* _What you have to do_
Scan the lines below for "engraved"; report the number of lines that contain it, and only that.

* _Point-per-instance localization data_
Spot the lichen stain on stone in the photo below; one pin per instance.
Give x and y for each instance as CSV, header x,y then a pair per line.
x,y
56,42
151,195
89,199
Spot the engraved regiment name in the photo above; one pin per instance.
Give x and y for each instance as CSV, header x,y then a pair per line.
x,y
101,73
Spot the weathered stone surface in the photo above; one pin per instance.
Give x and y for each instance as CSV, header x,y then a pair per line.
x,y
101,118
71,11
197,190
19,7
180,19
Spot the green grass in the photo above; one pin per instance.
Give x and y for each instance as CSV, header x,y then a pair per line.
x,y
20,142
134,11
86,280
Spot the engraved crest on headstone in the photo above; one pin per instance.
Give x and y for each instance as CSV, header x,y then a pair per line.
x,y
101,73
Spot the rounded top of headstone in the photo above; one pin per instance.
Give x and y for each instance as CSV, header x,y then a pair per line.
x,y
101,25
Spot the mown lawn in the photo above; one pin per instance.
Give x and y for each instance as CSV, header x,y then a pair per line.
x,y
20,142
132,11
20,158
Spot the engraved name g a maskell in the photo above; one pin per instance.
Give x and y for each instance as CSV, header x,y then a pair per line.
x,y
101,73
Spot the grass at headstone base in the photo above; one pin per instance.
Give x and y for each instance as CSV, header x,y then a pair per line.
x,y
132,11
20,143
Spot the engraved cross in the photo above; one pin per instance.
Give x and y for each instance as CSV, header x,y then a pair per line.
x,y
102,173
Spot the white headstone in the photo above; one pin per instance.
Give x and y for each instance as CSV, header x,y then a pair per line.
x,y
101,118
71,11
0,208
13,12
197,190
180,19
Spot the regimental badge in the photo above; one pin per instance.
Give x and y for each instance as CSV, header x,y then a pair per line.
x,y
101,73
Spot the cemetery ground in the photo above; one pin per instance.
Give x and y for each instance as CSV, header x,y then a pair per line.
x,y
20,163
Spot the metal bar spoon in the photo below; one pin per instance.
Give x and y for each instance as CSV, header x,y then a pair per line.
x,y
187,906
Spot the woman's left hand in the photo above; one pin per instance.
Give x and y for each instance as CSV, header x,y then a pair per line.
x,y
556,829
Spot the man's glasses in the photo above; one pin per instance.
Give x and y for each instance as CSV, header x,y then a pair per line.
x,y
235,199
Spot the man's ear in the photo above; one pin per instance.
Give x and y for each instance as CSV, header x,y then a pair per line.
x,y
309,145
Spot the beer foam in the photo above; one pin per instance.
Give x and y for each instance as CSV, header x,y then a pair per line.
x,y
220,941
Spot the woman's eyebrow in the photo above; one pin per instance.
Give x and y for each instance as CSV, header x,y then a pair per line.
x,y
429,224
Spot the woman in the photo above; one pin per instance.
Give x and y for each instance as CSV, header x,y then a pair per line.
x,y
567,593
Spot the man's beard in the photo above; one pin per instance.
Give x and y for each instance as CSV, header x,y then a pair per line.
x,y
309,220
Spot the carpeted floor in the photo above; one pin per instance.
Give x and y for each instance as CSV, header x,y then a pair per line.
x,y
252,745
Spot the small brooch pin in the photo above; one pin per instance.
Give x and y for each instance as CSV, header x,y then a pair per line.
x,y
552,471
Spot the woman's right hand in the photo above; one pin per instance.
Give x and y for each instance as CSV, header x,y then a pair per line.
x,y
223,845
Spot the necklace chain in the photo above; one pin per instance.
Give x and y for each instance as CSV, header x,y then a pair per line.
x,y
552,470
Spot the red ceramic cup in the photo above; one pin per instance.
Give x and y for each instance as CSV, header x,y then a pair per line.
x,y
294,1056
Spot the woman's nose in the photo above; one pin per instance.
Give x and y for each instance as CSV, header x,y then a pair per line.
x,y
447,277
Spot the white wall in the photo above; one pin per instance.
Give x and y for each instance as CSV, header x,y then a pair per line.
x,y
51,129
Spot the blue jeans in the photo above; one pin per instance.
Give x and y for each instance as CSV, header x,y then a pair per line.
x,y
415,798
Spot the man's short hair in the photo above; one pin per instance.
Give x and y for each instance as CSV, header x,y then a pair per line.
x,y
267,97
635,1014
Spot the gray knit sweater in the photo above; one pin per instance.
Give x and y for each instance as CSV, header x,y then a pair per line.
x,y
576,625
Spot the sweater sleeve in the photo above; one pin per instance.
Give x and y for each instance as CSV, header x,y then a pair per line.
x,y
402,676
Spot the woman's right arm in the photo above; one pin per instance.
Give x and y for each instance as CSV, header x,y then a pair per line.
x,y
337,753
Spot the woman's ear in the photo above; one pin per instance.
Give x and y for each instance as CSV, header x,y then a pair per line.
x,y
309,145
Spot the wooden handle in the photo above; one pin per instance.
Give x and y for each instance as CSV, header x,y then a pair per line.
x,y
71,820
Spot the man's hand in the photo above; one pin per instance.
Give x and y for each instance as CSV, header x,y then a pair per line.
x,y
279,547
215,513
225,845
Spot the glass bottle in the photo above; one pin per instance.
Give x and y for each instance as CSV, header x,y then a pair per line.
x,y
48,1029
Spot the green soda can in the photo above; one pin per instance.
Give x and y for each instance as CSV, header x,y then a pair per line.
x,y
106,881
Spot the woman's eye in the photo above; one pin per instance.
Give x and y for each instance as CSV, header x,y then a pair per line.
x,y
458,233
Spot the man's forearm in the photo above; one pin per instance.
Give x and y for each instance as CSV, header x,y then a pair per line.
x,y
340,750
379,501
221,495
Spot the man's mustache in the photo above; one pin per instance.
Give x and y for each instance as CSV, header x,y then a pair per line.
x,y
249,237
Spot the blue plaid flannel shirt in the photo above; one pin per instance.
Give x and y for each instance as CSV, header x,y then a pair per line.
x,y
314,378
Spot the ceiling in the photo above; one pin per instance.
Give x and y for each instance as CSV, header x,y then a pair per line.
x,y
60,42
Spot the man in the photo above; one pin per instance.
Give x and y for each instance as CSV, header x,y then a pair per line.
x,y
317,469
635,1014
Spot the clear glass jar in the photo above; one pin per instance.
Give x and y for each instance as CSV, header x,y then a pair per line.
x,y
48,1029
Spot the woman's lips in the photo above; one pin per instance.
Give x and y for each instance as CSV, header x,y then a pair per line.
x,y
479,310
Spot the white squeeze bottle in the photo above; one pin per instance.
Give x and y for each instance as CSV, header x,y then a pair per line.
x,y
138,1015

* _Result for this task_
4